§ **TO DO**
Extend the essay on Jewish peoplehood, picking up right after its final paragraph.

The world’s antisemites see one Jewish people. We need to as well.

Consider two scenes from Jewish life in 2026.

In Jerusalem, a young woman who immigrated to Israel from the former Soviet Union under the Law of Return — who served in the Israeli Defense Forces, paid her taxes, buried her grandfather in Israeli soil — is told by the state rabbinate that she cannot marry in the country she defended. Her Jewish ancestry passes through the wrong grandparent. By the rabbinate’s standards, enforced through the civil law of a Jewish state, she is not Jewish enough to be married as a Jew in the land of the Jewish people.

In a suburb of Chicago, a man in his fifties who grew up Jewish — who had a bar mitzvah, attended Jewish day school, feels his Jewish identity as one of the most significant facts of his life — has quietly stopped attending synagogue. Not because he stopped caring. Because the community he found organized itself primarily around questions he found dispiriting: who counts as a real Jew, which conversions are valid, which denominations deserve recognition. He came looking for meaning. He found a boundary dispute.

§ **EXTRACTED ENTRIES**
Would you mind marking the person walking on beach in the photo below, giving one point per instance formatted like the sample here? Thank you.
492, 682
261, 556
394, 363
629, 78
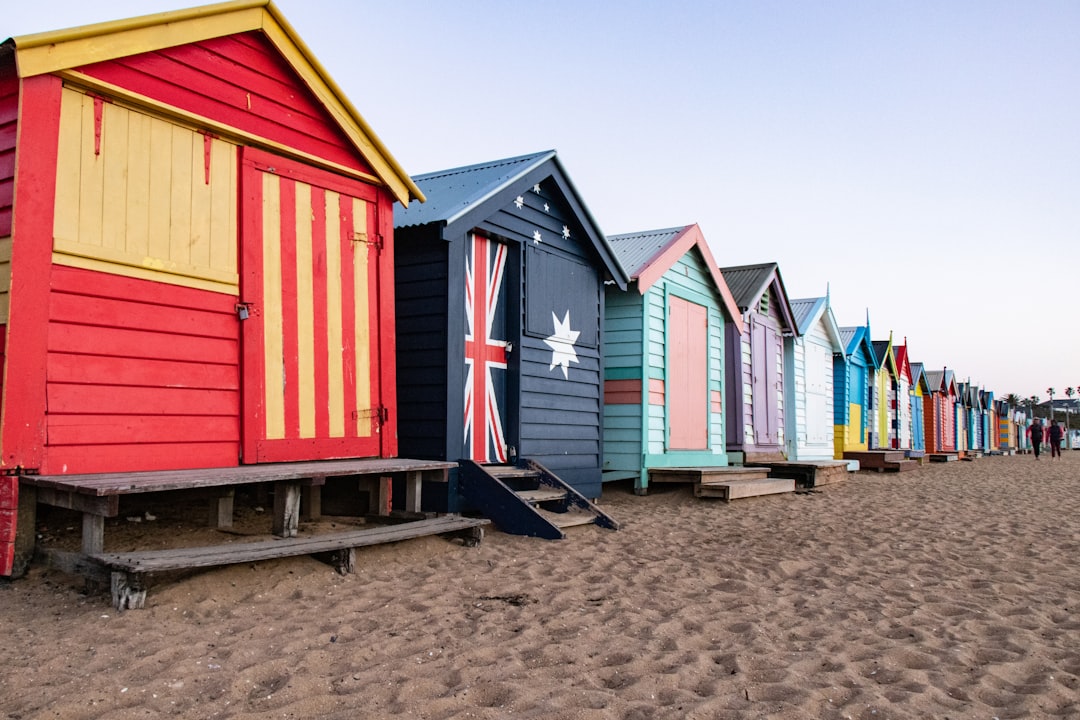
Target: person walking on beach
1055, 432
1035, 432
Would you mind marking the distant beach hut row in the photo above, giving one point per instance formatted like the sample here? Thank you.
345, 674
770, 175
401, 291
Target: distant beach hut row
210, 261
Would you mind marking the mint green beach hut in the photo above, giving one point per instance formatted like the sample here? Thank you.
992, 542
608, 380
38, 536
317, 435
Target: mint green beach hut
663, 356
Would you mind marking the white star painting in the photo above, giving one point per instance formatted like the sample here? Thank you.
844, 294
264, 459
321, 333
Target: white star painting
562, 344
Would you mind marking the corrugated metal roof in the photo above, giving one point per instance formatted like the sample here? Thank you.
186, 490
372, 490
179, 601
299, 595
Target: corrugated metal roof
450, 192
847, 335
934, 380
747, 282
805, 309
637, 249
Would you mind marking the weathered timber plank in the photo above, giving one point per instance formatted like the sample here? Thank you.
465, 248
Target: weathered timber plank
736, 489
216, 555
111, 484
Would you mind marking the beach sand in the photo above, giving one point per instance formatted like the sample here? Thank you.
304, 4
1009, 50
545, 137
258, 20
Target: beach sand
949, 592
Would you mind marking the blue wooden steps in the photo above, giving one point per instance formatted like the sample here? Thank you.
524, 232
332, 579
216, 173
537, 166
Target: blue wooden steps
527, 499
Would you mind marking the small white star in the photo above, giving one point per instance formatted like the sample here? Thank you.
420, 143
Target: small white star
562, 344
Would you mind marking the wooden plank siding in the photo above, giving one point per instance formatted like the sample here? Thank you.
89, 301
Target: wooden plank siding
144, 197
810, 404
140, 376
9, 127
421, 283
558, 419
624, 409
638, 344
240, 80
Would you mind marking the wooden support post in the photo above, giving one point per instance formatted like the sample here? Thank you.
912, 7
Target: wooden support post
26, 528
220, 510
286, 508
93, 533
311, 502
414, 480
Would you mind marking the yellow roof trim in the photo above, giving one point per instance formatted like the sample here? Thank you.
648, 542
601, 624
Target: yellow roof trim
64, 50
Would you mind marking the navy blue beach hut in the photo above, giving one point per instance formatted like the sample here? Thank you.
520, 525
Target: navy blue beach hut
499, 281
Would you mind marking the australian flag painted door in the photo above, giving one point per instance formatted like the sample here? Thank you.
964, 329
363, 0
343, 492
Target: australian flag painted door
485, 350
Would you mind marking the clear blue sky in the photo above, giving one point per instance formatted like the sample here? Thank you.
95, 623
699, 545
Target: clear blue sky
921, 159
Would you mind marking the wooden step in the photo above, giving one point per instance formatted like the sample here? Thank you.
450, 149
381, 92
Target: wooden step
541, 494
185, 558
874, 459
733, 489
706, 474
567, 519
505, 472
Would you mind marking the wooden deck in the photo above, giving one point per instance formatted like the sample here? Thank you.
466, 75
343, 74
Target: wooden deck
97, 497
808, 473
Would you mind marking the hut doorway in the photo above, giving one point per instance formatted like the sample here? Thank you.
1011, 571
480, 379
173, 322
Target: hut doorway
309, 313
486, 350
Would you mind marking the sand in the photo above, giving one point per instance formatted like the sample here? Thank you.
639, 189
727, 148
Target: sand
950, 592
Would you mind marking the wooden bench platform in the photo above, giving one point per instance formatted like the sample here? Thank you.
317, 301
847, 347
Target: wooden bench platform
131, 570
97, 496
729, 490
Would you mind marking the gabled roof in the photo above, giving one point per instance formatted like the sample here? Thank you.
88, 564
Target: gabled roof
808, 311
919, 377
62, 51
903, 365
748, 283
648, 255
854, 337
935, 380
457, 198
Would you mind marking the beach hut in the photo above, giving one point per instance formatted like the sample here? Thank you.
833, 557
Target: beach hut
852, 386
194, 222
920, 394
883, 425
500, 295
663, 356
940, 413
809, 384
755, 363
904, 438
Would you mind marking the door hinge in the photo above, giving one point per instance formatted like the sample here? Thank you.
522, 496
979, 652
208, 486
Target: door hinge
366, 239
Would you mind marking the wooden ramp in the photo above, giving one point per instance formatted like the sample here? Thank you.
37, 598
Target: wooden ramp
527, 499
882, 461
808, 473
725, 483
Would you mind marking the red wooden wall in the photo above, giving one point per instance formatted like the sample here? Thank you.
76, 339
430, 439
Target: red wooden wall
139, 376
9, 116
242, 81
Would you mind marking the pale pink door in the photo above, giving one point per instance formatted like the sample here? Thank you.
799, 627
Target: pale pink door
687, 376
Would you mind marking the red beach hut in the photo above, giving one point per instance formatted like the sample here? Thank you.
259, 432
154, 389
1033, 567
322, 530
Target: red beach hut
196, 253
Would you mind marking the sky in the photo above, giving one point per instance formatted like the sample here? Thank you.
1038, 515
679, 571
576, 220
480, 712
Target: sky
919, 160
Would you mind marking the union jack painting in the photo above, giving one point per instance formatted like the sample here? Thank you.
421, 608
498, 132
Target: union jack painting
485, 355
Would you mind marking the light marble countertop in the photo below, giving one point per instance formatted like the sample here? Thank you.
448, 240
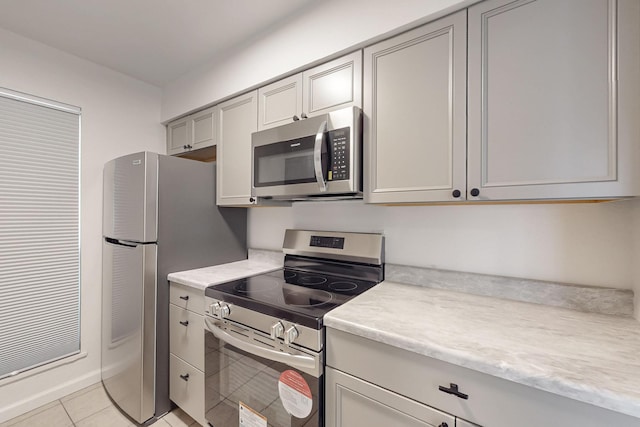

§ **ANSWER TO THIS EXERCISE**
These two scenes are not unrelated. They are the same scene at different scales. And they are happening, in variations too numerous to count, across the entire Jewish world right now.

Here is what makes the internal fracturing of Judaism not merely sad but historically grotesque: antisemitism does not recognize any of our internal distinctions.

The Cossack forces that conducted the Chmielnicki Massacres in 1648 did not ask their victims whether they were halakhically observant. The Spanish Inquisition pursued conversos on the theory that Jewish identity was heritable in ways that baptism could not erase. The racial laws of the Third Reich defined Jewishness by grandparentage, making no distinction between the assimilated German Jew who had not set foot in a synagogue in decades and the most devout Hasid in Warsaw. To the perpetrators, the distinctions that consume our communal energy were irrelevant. They were all Jews. They were all targets.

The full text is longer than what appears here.